Please write out the complete listing that follows, exactly as it reads.

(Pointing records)
** BEGIN **
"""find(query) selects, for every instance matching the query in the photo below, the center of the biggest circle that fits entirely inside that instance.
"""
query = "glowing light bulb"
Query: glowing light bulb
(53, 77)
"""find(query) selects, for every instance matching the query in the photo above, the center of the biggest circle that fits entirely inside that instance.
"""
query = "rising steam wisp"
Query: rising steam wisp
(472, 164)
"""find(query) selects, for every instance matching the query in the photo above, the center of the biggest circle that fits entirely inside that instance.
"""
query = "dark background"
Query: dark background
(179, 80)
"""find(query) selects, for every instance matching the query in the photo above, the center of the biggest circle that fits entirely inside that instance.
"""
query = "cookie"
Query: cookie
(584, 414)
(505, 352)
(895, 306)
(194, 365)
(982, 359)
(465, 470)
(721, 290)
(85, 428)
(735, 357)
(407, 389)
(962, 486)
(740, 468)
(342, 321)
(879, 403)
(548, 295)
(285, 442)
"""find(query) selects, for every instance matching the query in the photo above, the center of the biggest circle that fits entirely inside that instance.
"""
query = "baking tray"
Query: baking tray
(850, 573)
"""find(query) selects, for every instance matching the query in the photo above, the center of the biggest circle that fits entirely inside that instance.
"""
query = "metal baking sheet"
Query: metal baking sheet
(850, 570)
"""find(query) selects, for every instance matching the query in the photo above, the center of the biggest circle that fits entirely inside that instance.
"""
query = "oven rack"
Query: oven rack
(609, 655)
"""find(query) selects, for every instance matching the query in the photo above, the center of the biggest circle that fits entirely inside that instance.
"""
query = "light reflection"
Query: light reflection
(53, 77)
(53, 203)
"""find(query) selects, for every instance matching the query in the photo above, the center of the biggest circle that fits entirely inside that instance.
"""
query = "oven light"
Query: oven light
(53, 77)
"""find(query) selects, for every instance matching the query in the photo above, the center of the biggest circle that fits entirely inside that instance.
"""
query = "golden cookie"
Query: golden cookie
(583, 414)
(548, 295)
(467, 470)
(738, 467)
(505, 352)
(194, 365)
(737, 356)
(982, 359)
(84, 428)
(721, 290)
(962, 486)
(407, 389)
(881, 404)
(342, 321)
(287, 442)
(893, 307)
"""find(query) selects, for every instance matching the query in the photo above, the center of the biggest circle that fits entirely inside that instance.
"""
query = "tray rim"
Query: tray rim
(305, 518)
** END **
TASK SOLUTION:
"""find(query) selects, for every instance matching the query in the photo below, the center of the biggest circle that fits entirely inside that instance.
"""
query = "glowing light bulb"
Query: glowing light bulb
(53, 77)
"""find(query) selects, for every instance matching the query in the photo above, the center of the biggest circle that fits entirely inside that instance.
"""
query = "rising steam wisp"
Query: rising steam wisp
(472, 164)
"""find(query) selects, for every instance matching the query in the photo above, the center of the biggest circle that fits entirely inside that instance.
"""
query = "dark background"
Query: dark background
(179, 80)
"""find(query) selects, for every instance matching the query in the photo above, the center of the biggest circle that fits entirely inside that instance.
"""
query = "cookie"
Query: cookie
(584, 414)
(505, 352)
(895, 306)
(194, 365)
(982, 359)
(465, 470)
(721, 290)
(85, 428)
(735, 357)
(407, 389)
(962, 486)
(740, 468)
(342, 321)
(879, 403)
(548, 295)
(285, 442)
"""find(query) selects, for every instance matching the query in the photo above, the center of the biggest circle that fits entirely inside that instance.
"""
query = "baking tray"
Query: baking tray
(850, 573)
"""find(query) selects, for every instance matching the query in the photo above, the center of the biggest circle that fits entirely inside that instance.
"""
query = "metal baking sheet"
Query: metal baking sheet
(850, 570)
"""find(query) selects, for every instance matching the query in the photo above, the center of the biggest circle that fits entirely inside that instance.
"""
query = "oven rack"
Query: oven rack
(609, 655)
"""find(query) selects, for every instance matching the query in the photo above, the center of the biggest circle that fits entirely inside that instance.
"""
query = "light reflection"
Query: light reflection
(53, 77)
(53, 203)
"""find(query) selects, for every instance matching the query in the photo above, the center of the biggest circle that fits entirely inside that instance.
"""
query = "oven light"
Query: oven light
(53, 77)
"""find(query) selects, for every instance matching the query in the photo above, the center of the biggest circle that fits entirely inside that instance.
"""
query = "golden cookie"
Query: golden cookie
(583, 414)
(548, 295)
(467, 470)
(738, 467)
(505, 352)
(194, 365)
(737, 356)
(982, 359)
(84, 428)
(721, 290)
(962, 486)
(407, 389)
(881, 404)
(342, 321)
(287, 442)
(893, 307)
"""find(query) selects, for every instance matching the query in the photo above, the center of the biggest circle that fits entirely inside that instance.
"""
query = "tray rim"
Query: tray rim
(305, 518)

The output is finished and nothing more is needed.